[About this task]:
Transcribe, word for word and without additions, each line below from the one containing "of the chair" through the one containing "of the woman's", both ends included.

----

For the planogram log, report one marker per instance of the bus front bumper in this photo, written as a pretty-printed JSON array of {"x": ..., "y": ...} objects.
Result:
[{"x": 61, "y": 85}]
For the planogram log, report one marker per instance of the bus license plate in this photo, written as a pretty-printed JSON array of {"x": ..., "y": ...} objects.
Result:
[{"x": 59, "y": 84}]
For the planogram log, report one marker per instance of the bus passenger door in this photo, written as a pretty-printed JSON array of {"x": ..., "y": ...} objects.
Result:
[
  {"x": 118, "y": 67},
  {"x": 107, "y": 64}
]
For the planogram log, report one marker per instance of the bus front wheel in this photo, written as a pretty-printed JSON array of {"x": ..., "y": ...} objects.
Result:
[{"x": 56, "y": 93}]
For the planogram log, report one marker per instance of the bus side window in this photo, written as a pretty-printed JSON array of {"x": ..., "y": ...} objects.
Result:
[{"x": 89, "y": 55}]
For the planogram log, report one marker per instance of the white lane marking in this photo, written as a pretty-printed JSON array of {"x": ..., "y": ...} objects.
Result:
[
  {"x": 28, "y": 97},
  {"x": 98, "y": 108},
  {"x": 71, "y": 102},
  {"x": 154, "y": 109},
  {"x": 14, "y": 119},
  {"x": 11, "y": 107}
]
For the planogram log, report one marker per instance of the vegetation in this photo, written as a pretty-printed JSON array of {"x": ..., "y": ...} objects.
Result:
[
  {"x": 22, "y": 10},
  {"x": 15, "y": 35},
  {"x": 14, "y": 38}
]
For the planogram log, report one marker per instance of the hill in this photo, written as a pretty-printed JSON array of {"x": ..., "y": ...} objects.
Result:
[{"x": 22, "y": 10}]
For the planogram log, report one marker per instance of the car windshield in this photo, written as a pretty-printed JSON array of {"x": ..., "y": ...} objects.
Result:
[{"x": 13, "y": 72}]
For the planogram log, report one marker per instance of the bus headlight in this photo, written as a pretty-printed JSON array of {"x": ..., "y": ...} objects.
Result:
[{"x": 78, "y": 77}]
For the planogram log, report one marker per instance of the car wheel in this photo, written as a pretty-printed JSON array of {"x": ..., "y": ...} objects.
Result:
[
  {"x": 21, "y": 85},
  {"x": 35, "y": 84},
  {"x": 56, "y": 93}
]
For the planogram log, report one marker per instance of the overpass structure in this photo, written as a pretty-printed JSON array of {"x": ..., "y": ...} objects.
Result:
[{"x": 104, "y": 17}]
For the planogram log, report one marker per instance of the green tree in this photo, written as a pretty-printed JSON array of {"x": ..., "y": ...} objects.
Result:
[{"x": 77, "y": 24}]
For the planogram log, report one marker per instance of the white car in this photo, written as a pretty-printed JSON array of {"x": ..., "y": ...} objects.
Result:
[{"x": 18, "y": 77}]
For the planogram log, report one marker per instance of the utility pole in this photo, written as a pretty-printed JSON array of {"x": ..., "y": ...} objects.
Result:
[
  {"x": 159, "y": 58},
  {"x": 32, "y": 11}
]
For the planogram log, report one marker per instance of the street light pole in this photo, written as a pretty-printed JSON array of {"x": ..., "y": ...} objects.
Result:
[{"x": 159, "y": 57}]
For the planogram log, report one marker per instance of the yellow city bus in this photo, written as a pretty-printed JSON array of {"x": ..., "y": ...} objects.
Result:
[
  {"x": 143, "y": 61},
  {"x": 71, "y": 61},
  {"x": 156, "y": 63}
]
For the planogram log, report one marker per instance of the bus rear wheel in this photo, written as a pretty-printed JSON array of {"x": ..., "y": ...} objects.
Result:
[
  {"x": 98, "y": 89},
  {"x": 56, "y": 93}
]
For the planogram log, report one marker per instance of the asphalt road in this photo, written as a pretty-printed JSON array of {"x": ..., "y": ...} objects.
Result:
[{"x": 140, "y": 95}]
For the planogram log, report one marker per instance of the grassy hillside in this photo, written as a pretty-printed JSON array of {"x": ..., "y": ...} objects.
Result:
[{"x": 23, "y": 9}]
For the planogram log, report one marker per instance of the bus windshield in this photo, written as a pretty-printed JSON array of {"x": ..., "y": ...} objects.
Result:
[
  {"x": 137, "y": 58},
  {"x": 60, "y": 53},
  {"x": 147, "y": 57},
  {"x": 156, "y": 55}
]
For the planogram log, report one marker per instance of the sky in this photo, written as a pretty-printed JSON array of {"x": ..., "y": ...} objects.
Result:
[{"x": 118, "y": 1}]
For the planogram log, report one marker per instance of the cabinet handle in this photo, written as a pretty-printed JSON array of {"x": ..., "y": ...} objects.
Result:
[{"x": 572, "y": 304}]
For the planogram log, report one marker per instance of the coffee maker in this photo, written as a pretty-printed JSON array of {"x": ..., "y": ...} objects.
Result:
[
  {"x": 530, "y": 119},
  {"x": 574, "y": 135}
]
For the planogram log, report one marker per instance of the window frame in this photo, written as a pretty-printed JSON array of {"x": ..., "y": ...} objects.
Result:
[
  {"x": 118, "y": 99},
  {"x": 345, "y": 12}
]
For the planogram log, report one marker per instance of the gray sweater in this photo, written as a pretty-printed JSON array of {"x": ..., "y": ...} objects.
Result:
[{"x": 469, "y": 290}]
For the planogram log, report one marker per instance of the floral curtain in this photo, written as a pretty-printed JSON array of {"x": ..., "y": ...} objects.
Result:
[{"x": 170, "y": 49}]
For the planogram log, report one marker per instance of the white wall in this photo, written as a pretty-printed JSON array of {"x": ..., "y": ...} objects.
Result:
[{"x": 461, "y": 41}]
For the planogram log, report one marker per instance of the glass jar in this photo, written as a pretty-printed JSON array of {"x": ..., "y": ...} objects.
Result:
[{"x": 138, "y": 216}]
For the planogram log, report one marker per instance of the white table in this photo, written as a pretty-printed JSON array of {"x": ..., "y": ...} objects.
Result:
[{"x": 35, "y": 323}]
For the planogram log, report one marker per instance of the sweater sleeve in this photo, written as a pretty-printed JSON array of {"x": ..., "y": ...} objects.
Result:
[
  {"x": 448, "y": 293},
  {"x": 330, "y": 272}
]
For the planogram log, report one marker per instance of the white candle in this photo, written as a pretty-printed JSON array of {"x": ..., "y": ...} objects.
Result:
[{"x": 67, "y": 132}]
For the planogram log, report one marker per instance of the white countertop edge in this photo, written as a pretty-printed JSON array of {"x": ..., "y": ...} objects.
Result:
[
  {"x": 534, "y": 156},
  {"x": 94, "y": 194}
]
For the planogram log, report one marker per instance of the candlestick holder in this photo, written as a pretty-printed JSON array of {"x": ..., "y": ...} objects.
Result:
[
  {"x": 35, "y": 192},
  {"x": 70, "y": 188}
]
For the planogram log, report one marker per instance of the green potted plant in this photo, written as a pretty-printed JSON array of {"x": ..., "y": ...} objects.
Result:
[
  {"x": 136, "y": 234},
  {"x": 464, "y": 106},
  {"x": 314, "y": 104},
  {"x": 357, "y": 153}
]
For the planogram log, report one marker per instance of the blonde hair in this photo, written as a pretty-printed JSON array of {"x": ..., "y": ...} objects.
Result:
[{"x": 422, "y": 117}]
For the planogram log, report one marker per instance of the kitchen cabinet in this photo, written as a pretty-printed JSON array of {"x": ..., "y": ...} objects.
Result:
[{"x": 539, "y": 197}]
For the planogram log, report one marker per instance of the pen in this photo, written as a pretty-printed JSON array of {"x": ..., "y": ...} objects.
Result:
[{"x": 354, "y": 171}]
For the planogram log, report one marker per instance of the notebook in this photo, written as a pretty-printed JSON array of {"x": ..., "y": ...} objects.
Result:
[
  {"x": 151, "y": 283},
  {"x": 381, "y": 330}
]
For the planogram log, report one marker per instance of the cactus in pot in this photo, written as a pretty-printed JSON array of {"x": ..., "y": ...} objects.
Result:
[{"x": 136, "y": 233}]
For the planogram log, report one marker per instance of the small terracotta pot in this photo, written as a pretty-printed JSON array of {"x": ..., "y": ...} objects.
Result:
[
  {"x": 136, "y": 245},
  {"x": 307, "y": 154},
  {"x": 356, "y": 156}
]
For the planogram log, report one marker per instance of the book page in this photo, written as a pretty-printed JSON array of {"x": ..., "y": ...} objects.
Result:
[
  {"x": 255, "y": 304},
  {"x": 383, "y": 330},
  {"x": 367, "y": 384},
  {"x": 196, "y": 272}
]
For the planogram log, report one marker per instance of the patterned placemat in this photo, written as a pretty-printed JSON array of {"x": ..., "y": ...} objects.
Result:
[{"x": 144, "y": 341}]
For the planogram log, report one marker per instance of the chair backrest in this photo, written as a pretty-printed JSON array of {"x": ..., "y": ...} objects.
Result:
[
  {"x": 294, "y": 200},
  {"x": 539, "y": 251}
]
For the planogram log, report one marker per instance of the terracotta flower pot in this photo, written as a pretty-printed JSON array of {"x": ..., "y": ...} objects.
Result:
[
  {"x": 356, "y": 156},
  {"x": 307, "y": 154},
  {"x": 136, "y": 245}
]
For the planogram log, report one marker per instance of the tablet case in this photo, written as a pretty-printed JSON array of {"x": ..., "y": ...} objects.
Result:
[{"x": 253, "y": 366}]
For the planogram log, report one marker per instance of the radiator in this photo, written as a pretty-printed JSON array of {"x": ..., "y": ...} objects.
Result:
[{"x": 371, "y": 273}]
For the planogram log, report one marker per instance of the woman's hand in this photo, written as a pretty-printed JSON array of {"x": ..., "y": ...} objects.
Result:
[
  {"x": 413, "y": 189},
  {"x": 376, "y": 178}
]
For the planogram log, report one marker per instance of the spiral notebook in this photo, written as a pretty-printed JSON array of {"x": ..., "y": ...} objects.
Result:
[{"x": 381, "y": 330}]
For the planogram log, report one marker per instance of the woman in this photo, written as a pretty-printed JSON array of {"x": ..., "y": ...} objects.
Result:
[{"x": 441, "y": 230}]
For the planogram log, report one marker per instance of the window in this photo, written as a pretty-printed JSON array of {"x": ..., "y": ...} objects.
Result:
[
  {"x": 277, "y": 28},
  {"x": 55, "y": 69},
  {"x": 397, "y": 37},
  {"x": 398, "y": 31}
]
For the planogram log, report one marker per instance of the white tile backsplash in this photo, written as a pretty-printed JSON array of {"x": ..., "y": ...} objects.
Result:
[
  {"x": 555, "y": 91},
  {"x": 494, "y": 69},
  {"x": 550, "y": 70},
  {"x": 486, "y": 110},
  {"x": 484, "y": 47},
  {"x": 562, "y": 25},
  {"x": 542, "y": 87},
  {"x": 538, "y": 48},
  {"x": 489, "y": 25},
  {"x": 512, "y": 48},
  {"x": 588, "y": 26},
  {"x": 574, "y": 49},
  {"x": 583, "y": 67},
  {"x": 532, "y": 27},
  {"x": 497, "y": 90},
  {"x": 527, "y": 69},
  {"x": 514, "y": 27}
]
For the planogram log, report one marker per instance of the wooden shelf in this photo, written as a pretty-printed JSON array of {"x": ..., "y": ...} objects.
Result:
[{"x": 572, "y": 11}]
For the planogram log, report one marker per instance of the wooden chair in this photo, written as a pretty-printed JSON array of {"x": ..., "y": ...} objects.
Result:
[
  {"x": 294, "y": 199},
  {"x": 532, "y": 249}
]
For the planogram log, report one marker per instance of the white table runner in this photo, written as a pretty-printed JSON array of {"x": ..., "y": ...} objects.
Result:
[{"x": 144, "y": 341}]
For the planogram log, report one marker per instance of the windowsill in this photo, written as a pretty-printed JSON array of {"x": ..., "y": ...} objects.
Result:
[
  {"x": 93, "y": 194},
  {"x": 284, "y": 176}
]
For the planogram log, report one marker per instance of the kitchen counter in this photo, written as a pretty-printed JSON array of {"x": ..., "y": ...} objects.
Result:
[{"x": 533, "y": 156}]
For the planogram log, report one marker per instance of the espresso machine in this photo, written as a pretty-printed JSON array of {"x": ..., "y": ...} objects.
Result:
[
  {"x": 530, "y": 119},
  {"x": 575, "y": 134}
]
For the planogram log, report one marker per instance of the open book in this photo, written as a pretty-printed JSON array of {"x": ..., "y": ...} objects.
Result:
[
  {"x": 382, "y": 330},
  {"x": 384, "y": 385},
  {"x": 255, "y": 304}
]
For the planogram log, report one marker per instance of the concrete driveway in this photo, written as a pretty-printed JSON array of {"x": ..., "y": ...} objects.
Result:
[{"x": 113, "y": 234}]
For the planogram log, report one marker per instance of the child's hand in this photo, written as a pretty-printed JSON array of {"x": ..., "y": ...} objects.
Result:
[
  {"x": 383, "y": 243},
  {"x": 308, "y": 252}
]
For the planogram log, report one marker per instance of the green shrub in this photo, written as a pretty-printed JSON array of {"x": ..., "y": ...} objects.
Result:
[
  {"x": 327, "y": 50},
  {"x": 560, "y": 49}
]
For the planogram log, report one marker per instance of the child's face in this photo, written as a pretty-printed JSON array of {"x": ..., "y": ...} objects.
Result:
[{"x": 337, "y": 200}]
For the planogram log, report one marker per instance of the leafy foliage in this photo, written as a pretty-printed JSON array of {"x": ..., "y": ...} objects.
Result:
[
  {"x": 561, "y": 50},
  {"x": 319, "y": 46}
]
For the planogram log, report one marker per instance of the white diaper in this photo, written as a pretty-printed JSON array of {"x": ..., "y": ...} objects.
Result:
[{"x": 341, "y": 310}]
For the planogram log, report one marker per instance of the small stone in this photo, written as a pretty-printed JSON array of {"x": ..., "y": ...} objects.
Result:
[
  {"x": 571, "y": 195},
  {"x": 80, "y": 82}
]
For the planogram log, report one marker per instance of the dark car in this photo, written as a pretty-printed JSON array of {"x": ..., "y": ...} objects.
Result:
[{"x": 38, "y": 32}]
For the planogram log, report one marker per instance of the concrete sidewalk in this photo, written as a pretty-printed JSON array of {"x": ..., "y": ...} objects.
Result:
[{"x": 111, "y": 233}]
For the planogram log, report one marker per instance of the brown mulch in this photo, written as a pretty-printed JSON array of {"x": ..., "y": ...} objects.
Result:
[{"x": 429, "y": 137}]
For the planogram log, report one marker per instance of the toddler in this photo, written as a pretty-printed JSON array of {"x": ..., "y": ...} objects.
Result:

----

[Result of this exercise]:
For the planogram log, report one marker per instance of the chair backrest in this photo, written as a pretty-printed JSON array of {"x": ..., "y": ...} objects.
Result:
[
  {"x": 294, "y": 200},
  {"x": 539, "y": 251}
]
For the planogram log, report one marker per instance of the terracotta flower pot in this photo, written as a pretty-printed JSON array of {"x": ..., "y": ...} objects.
Result:
[
  {"x": 356, "y": 156},
  {"x": 307, "y": 154},
  {"x": 136, "y": 245}
]
For the planogram log, report one marker per instance of the tablet case in this photo, written as a pretty-printed JSON array of {"x": ..., "y": ...} objects.
Result:
[{"x": 253, "y": 366}]
For the planogram log, report one marker per instance of the radiator in this photo, written as a pretty-printed JSON array of {"x": ..., "y": ...} objects.
Result:
[{"x": 371, "y": 273}]
For the planogram log, report one marker per instance of the woman's hand in this photo, written as a pretty-printed JSON array of {"x": ..., "y": ...} objects.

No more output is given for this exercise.